**WORK INSTRUCTION**
Find the lines of the records in which the word "riverbank" appears and report how many there are, as a number alone.
(EXTRACTED MATERIAL)
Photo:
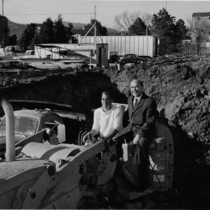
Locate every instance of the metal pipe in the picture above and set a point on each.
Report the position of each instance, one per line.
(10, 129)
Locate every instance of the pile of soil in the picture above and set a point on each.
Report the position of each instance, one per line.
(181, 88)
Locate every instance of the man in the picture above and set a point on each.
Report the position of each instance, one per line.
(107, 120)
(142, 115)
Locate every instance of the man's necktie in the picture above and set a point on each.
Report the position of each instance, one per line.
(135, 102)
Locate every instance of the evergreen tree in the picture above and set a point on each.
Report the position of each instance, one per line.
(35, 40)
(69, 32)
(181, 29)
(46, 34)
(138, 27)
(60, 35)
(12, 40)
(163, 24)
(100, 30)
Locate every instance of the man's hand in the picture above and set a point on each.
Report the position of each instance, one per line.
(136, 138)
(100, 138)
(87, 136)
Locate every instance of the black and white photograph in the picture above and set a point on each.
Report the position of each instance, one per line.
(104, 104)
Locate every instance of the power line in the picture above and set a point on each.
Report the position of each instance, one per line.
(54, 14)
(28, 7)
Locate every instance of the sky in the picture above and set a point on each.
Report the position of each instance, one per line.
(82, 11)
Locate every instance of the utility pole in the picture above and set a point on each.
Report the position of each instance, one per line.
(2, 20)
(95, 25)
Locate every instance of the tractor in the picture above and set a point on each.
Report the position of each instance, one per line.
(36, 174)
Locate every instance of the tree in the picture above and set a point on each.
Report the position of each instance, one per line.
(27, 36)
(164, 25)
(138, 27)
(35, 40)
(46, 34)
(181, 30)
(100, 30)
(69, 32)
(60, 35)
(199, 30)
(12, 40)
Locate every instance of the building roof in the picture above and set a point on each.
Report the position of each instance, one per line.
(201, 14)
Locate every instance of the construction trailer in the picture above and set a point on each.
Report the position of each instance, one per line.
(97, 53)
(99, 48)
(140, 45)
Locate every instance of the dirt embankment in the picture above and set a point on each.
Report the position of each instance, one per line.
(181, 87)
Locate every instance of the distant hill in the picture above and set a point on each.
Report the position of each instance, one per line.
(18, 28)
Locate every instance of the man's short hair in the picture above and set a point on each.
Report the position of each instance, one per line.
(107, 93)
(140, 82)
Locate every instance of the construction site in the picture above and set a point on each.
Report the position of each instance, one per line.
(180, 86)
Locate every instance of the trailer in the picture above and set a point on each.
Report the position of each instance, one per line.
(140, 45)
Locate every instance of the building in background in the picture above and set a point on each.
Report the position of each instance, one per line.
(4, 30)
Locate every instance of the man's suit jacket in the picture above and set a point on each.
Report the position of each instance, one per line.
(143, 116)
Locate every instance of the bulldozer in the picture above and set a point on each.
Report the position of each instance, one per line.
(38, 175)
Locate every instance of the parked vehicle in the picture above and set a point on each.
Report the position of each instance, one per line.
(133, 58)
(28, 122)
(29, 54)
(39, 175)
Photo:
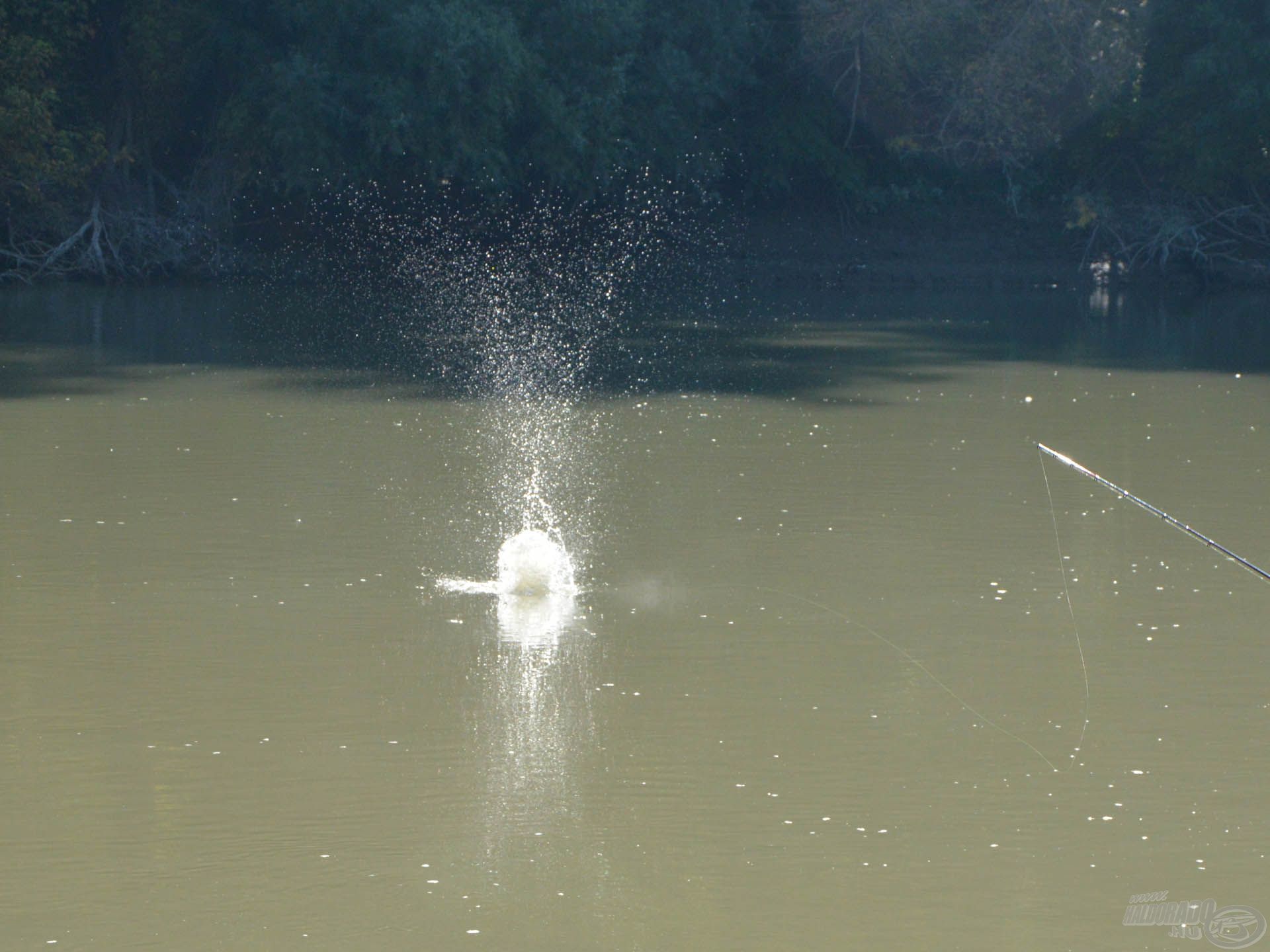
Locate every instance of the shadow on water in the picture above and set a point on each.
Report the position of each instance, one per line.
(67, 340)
(End EXTRACTED MATERIAL)
(EXTRACTED MATERIAL)
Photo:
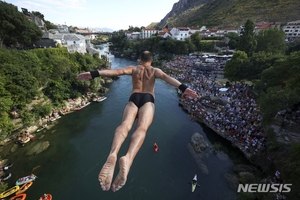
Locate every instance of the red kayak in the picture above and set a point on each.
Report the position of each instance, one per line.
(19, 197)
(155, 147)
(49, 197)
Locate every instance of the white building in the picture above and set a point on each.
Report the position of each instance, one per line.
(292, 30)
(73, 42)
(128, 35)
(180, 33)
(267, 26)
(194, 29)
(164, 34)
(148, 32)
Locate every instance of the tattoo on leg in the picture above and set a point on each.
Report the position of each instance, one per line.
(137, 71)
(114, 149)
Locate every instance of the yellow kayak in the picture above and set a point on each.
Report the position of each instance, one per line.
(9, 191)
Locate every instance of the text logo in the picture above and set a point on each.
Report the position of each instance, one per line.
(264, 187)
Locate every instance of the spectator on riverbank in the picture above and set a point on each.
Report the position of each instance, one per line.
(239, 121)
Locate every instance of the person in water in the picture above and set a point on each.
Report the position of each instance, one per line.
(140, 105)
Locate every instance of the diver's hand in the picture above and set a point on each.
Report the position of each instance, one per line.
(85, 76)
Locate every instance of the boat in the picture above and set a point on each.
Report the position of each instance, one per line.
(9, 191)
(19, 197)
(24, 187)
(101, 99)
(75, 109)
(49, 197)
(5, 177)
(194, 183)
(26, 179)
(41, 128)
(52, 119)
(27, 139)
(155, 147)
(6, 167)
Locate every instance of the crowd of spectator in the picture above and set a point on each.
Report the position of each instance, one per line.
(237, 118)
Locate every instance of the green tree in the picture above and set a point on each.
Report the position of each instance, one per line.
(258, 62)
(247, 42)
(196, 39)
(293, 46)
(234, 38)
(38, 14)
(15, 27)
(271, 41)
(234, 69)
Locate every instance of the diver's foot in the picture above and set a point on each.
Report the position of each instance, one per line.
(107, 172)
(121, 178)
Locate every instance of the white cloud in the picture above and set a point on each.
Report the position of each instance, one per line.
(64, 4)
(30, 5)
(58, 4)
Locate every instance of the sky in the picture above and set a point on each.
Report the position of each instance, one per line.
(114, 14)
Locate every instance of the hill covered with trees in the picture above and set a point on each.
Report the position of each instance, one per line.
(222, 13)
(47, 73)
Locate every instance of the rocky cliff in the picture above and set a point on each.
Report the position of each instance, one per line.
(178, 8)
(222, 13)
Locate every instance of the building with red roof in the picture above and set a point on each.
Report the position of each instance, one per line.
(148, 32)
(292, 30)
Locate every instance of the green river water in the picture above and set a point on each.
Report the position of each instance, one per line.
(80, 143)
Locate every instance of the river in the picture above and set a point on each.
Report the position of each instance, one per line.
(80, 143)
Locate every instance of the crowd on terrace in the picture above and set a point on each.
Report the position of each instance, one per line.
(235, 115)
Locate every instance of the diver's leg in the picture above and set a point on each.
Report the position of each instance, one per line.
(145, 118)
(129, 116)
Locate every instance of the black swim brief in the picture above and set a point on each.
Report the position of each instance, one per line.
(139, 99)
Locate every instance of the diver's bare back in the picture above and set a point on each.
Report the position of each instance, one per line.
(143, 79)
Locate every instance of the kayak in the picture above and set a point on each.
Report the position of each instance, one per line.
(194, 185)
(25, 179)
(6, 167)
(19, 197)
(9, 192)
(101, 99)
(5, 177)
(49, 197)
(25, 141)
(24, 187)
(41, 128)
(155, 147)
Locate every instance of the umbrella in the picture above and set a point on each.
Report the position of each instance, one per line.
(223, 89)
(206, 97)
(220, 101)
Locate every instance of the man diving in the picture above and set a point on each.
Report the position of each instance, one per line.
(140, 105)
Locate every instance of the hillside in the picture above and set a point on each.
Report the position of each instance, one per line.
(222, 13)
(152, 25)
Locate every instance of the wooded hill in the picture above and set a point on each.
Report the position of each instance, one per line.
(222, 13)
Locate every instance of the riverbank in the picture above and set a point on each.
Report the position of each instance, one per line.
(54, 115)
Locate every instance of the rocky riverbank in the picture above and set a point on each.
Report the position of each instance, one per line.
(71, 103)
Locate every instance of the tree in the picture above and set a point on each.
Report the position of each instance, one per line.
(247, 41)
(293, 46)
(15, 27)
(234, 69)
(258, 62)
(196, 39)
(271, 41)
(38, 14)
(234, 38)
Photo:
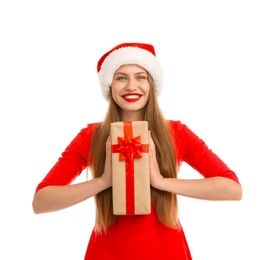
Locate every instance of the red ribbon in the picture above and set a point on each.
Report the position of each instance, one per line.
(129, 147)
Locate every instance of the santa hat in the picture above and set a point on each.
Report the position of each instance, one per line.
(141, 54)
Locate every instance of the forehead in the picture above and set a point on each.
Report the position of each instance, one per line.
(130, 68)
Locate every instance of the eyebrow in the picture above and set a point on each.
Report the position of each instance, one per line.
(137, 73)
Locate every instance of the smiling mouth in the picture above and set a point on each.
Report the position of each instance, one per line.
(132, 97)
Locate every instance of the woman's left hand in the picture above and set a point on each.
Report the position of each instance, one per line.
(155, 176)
(End EXTRACTED MATERIAL)
**EXERCISE SOLUTION**
3